━━━ Reading passage

Swordfish Studios Limited
- Company type: Subsidiary
- Industry: Video games
- Founded: 2002; 24 years ago
- Defunct: 2010
- Fate: Defunct
- Successor: Codemasters Birmingham
- Headquarters: Birmingham, England
- Key people: Trevor Williams
- Parent: Vivendi Games (2005–2008) Codemasters (2008–2010)

= Swordfish Studios =

British video game developer (2002–2010)

Swordfish Studios Limited was a British video game developer based in Birmingham founded by Trevor Williams and Joan Finnegan (wife of Paul Finnegan, former managing director of Rage Software Limited) in September 2002.

==History==
Swordfish Studios was founded by Trevor Williams and Jean Finnegan in September 2002, located in Birmingham. Games developed by the company include two best selling International Rugby titles, including World Championship Rugby. Others include Brian Lara International Cricket 2005 and Cold Winter. In 2004, Swordfish Studios was named 'Developer of the Year' by The Independent Games Developers Association.

━━━━━━

*Request A*
In the text about Swordfish Studios, in what year was the company named 'Developer of the Year'?
*Request B*
Rewrite the Swordfish Studios text between "Swordfish Studios Limited was" and "in September 2002.", inclusive, swapping "Birmingham" for "Manchester".
*Request C*
Extend the text on Swordfish Studios, picking up after its final sentence.

━━━ Provided material

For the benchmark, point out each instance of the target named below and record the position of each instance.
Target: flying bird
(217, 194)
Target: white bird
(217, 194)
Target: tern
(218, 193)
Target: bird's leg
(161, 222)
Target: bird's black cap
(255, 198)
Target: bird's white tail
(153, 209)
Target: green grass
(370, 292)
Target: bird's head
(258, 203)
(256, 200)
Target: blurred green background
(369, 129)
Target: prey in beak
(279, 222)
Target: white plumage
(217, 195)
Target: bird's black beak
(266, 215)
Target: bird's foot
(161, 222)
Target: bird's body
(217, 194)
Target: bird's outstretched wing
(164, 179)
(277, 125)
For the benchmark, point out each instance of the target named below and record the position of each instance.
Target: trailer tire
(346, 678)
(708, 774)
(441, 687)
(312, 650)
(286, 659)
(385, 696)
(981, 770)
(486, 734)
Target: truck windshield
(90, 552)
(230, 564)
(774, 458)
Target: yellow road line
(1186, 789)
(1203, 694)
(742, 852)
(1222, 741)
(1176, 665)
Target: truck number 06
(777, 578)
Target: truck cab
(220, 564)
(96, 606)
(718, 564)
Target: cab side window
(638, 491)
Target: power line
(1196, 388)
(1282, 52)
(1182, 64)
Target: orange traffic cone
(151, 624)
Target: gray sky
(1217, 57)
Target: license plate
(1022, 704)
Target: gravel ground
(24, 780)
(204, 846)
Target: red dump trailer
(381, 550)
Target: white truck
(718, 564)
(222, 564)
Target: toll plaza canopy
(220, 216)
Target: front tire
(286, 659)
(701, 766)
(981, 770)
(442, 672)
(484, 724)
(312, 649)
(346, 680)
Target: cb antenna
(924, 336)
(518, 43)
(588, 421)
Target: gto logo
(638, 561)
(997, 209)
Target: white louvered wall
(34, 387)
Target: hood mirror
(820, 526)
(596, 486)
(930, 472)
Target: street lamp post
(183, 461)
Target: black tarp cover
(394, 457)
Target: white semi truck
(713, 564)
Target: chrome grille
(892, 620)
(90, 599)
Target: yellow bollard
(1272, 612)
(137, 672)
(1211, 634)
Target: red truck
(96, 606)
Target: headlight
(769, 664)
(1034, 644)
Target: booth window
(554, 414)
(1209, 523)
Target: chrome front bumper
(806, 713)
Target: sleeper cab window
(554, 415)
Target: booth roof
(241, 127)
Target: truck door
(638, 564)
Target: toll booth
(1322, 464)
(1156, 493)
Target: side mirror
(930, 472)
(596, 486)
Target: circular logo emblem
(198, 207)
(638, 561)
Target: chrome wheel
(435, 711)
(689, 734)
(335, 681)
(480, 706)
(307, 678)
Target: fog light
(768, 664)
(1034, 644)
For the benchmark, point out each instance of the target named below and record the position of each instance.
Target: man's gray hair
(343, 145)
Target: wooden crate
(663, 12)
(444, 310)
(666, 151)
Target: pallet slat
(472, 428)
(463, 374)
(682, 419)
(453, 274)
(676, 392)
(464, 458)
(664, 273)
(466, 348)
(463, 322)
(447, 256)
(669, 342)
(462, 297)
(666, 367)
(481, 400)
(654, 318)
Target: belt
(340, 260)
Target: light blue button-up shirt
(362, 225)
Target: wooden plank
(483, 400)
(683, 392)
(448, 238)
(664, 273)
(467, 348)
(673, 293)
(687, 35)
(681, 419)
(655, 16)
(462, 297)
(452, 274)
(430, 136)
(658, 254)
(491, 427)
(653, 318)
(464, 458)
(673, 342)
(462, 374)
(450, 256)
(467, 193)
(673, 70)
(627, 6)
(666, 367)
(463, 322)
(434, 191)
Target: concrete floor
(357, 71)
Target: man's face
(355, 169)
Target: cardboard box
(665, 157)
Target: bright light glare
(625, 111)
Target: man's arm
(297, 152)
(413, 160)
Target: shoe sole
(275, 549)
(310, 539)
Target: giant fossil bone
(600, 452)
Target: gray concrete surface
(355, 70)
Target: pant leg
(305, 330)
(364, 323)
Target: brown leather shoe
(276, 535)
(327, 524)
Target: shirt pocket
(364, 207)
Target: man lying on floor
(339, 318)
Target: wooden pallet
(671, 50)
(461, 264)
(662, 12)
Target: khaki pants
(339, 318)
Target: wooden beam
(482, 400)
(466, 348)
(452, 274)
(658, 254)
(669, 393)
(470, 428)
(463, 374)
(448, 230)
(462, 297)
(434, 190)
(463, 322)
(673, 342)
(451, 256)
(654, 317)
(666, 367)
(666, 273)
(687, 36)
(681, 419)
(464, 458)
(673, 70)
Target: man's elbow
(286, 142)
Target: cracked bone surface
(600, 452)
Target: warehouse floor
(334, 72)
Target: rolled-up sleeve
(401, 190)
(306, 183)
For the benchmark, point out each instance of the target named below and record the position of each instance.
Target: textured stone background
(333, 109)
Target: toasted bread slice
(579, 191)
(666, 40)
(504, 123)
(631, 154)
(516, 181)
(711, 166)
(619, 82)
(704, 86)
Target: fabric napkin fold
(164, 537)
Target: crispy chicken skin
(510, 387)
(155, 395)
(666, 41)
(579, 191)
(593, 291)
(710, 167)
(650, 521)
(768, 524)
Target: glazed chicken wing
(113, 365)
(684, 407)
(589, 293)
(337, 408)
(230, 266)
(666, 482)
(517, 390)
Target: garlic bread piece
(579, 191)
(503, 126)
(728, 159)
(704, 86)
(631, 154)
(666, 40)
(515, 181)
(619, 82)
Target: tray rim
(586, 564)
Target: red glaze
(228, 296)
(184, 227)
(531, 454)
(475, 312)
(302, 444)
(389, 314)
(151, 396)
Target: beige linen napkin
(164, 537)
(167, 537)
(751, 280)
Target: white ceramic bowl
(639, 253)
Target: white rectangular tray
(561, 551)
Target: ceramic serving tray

━━━━━━

*Task result A*
2004

*Task result B*
Swordfish Studios Limited was a British video game developer based in Manchester founded by Trevor Williams and Joan Finnegan (wife of Paul Finnegan, former managing director of Rage Software Limited) in September 2002.

*Task result C*
Swordfish Studios was acquired by Vivendi Universal Games in June 2005, becoming a fully owned studio of Sierra Entertainment.

On 12 November 2008, Swordfish's Manchester studio was sold to Monumental Games. Swordfish's Birmingham studio was acquired by Codemasters on 15 November 2008 after an agreement with Activision Blizzard. It is now known as Codemasters Birmingham. The studio closed down in 2010. Many of the former Swordfish Studios employees have been hired by Crytek UK.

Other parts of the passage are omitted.